Dataset excerpt
:::

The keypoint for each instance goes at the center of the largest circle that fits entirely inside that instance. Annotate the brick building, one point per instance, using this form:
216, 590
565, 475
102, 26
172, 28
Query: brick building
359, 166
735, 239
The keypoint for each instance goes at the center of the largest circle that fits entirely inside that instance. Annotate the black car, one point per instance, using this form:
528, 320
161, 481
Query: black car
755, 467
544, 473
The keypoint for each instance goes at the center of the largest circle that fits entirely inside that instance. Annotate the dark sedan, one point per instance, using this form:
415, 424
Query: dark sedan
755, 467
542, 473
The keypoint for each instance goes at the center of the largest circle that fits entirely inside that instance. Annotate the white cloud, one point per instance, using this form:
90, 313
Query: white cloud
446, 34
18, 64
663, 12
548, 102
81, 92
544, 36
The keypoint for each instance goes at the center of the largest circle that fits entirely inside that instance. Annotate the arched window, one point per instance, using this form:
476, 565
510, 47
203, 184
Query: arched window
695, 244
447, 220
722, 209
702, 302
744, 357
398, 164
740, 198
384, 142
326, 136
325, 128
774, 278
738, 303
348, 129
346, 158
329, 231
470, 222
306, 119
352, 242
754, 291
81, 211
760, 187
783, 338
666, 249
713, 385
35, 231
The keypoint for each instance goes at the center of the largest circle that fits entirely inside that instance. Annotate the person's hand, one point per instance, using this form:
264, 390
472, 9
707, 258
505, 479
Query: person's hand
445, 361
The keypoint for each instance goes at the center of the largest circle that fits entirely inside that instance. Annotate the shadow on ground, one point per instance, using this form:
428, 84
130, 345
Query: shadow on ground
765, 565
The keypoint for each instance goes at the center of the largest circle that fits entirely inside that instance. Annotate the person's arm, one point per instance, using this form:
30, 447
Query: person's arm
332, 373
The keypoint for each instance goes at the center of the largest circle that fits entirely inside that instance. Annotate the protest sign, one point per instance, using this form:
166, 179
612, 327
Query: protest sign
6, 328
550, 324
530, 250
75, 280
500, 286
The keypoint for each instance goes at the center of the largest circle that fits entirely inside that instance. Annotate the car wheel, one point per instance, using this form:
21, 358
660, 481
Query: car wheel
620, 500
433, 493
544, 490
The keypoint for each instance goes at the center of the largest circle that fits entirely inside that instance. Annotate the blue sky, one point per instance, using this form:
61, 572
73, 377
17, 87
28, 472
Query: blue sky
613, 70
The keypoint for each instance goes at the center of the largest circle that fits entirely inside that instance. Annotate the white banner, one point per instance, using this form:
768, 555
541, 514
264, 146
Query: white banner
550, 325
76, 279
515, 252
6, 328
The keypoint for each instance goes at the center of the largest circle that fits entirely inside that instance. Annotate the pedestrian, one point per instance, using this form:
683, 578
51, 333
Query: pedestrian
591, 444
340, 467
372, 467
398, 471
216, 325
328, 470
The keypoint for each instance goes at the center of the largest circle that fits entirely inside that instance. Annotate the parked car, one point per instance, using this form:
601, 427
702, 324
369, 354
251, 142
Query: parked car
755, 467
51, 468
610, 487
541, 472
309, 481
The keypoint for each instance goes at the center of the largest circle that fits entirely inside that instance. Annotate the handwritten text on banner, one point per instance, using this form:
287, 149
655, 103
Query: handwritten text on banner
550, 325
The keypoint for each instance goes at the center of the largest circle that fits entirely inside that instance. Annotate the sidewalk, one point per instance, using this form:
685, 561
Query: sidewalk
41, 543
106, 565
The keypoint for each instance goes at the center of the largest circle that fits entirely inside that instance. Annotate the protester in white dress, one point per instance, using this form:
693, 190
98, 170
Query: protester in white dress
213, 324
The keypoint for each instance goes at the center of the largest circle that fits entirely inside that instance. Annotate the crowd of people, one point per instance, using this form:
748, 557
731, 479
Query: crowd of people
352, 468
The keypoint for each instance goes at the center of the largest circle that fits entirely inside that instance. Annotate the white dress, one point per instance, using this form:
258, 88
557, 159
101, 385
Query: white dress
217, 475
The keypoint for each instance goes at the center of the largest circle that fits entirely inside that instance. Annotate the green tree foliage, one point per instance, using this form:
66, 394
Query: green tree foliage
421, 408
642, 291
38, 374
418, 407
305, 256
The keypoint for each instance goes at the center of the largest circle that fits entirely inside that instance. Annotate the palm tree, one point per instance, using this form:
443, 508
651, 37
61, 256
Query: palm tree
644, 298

:::

-- WHAT TO DO --
Copy all of the items above, line for line, without changing anything.

-- RESPONSE TO THIS EXERCISE --
The keypoint for each instance goes at the center of the largest circle that fits entirely inside that instance. Annotate the brick building, one point per instance, using this form:
216, 590
565, 475
102, 26
172, 28
Query: brick building
359, 166
735, 239
The keypoint for each instance goes at the center of the largest circle that fits entirely inside that instance. Annotate the black car, one point per instance, using this form:
528, 320
161, 481
Query: black car
755, 467
544, 473
The keypoint for each instance goes at the center of the largest circle that fits entirely inside that instance. Annotate the dark sedan, one point per instance, using this form:
415, 424
Query: dark sedan
755, 467
542, 473
The keypoint for each instance goes at the center of the largest circle that fits entirely inside that instance. Annotate the white cloud, one point per instance, using this form:
90, 313
Query: white cloud
446, 34
18, 64
663, 12
548, 102
81, 92
544, 36
The keypoint for each instance goes at the center of the largest circle that fits entirely inside that instance. Annotate the arched window, one point per instance, using this form:
476, 565
510, 47
203, 184
Query: arched window
695, 244
447, 220
722, 209
702, 302
744, 357
398, 164
740, 198
384, 142
326, 136
325, 128
774, 278
738, 303
348, 129
346, 158
329, 231
470, 222
306, 119
352, 242
754, 291
81, 211
760, 187
783, 338
666, 249
713, 385
35, 231
The keypoint for each instance goes at the center of the largest circle that fits entirely inside that instance. Annotate the person's hand, one point per instance, using this form:
264, 390
472, 9
707, 258
505, 479
Query: person's hand
445, 361
The keypoint for each instance goes at the center of the largest circle that fits entirely inside that instance. Annotate the shadow on ground, one point per instance, using this form:
428, 84
130, 345
Query: shadow on ground
765, 565
The keypoint for each instance goes at the center of the largest circle that fits entirely inside that instance. Annotate the person's arm, one point per instance, using this form:
30, 447
Query: person's arm
332, 373
The keypoint for each instance goes at the center of the largest circle that fits entirely inside that instance. Annotate the protest sign, one point per instance, using this form:
166, 179
612, 327
Query: protest sign
6, 328
550, 324
530, 250
75, 280
500, 286
The keypoint for each instance goes at the center of the largest circle that fits entirely inside that instance. Annotate the car wheel, one point per instance, using this form:
21, 358
660, 481
Query: car wheel
620, 500
433, 493
544, 490
The keypoint for each instance goes at the center of the largest circle that fits entirely inside that instance. Annotate the blue sky, one point per instance, using this form:
61, 572
73, 377
17, 87
28, 472
Query: blue sky
613, 70
The keypoint for each instance goes at the center of the largest circle that fits entirely inside that instance. Annotate the white banner, one point per instance, using this form:
768, 555
541, 514
264, 146
Query: white banner
550, 325
76, 279
515, 252
6, 328
The keypoint for each instance goes at the center of the largest circle that fits entirely inside that instance. Annotate the pedestrian, one point per instance, using this form:
683, 578
51, 333
Query: pedestrian
591, 444
340, 467
372, 467
398, 471
216, 325
328, 470
The keypoint for each instance goes at the center of the largest circle that fits entirely inside that instance. Annotate the parked car, one point per instance, using this form:
601, 427
702, 324
369, 354
251, 142
Query: parked car
755, 467
51, 468
610, 487
541, 472
309, 481
The keypoint for each instance goes at the center of the largest circle that fits entirely inside that instance. Annotate the handwritten text on banner, one point per instance, using this form:
287, 149
655, 103
Query: handwritten text on banner
550, 325
The keypoint for each instance goes at the center of the largest circle that fits entirely inside that instance. Annotate the sidewalk, one point per instance, using this form:
685, 561
Query: sidewalk
41, 543
106, 565
The keypoint for each instance goes at the center of the largest circle that fits entirely inside that instance. Annotate the protester in white dress, one point per instance, using this form:
693, 190
98, 170
Query: protester in white dress
213, 324
The keypoint for each instance goes at the center of the largest circle that fits entirely inside that instance. Annotate the crowd of people, one point per instance, using this form:
748, 557
731, 479
Query: crowd of people
352, 468
The keypoint for each instance goes at the center of the largest circle that fits entirely inside that instance. Annotate the white dress, one point per instance, using this form:
258, 88
557, 159
101, 385
Query: white dress
217, 475
The keypoint for each instance goes at the center of the largest circle that fits entirely inside that instance. Annotate the green tree foliage, one point per instance, using this form:
66, 394
Query: green tree foliage
421, 408
642, 291
38, 374
418, 407
305, 256
The keypoint for each instance goes at the center of the largest circle that fits entirely inside that instance. Annotate the palm tree, one point per instance, using this form:
443, 508
651, 37
61, 256
Query: palm tree
644, 298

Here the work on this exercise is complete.